Assignment: The whole listing, apart from its images, should be restated word for word.

━━━━━━━━━━

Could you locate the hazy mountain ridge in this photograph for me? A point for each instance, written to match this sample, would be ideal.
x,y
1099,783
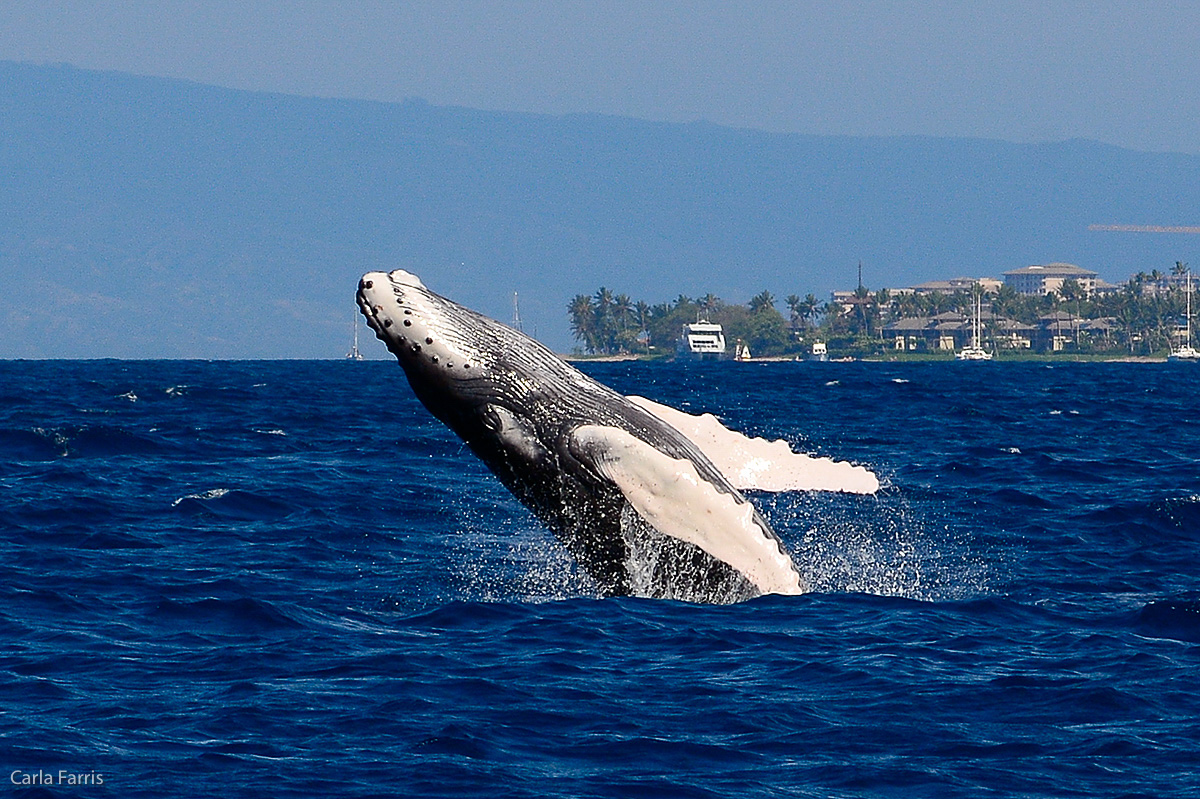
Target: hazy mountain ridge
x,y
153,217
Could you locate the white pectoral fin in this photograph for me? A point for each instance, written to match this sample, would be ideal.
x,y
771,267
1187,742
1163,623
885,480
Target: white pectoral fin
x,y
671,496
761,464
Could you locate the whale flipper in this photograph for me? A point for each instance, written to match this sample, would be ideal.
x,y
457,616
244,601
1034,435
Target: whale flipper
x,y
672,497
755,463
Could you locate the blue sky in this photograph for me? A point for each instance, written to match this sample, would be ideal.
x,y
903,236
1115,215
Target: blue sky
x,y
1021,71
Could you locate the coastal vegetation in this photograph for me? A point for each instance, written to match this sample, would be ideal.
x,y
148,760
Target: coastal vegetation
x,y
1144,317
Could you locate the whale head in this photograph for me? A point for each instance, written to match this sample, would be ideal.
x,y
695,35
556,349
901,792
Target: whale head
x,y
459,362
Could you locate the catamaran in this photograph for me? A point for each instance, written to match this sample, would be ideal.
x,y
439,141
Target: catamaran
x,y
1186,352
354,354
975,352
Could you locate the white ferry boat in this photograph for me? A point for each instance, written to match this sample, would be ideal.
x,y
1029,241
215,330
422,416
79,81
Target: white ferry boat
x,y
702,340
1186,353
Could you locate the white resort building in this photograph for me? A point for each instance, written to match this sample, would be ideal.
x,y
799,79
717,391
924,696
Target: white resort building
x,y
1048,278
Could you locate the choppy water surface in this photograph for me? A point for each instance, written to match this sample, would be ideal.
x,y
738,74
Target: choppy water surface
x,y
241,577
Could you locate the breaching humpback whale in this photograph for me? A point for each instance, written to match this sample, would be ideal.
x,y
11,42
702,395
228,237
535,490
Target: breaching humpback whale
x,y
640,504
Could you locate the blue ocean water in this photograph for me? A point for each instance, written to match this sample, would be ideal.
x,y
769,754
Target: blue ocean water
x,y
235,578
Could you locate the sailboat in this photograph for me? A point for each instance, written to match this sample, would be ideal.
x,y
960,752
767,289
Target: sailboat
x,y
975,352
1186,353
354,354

━━━━━━━━━━

Written solution:
Could you locate the hazy mountain ridge in this photograph for me? A point for each instance, written to match this sample, would be ideal.
x,y
1099,783
Target: hazy mountain ridge
x,y
153,217
Could you locate the white pectoral fin in this photograph for me? A point for each instance, written to match this sample, would be ideal.
x,y
771,267
1187,742
1163,623
885,480
Target: white pectoral fin
x,y
671,496
761,464
Could you locate the whale flipper in this photograph for me? A point for each instance, written to match this sample, would be ideal.
x,y
457,616
244,601
1034,435
Target: whale flipper
x,y
672,497
755,463
Could you locate the blue sky in this photograph for me? A point for each instance, written to match this sample, would be ideal.
x,y
903,236
1115,215
Target: blue sky
x,y
1021,71
Could you locate the coastal vegetation in this photograph for me? A point for each instance, written to match this sample, would be ideal.
x,y
148,760
Target: coastal vegetation
x,y
1144,317
Could you locate the whale head in this photograph for me? A point for each instance, written to match this sample, would be ideal.
x,y
695,35
556,349
901,792
Target: whale head
x,y
459,362
Could you locate the catamaran in this photograph for me? A point for each instance, written to match this sample, would be ideal.
x,y
439,141
Target: catamaran
x,y
1186,352
354,354
975,352
Could you locate the white ferry boat in this photograph for me? A point for each instance, written to match this sample, would be ideal.
x,y
1029,241
215,330
422,416
79,81
Target: white ferry boat
x,y
702,340
1186,353
Could you locate the white resort building in this photograph for me? A point for each instance, written to match this sample, would be ideal.
x,y
799,79
717,391
924,696
Target: white resort building
x,y
1048,278
Could you locate the choppy water surface in this photograph for me? A point for each instance, written to match this sample, would be ideal.
x,y
738,74
Target: choppy water surface
x,y
241,577
Could you locate the breaching humpback whale in this photograph for me? A point for each instance, written to match this sample, would be ideal.
x,y
11,42
702,395
228,237
535,490
Target: breaching humpback whale
x,y
640,504
Could you locate the blue ocean water in this photograph for me? A point for each instance, written to match this sample, would be ideal.
x,y
769,754
Target: blue ocean water
x,y
235,578
Could you locate the sailboat in this photograph for me? A point for each instance, written to match this sample, would be ideal.
x,y
960,752
767,289
Target: sailboat
x,y
975,352
1186,353
354,354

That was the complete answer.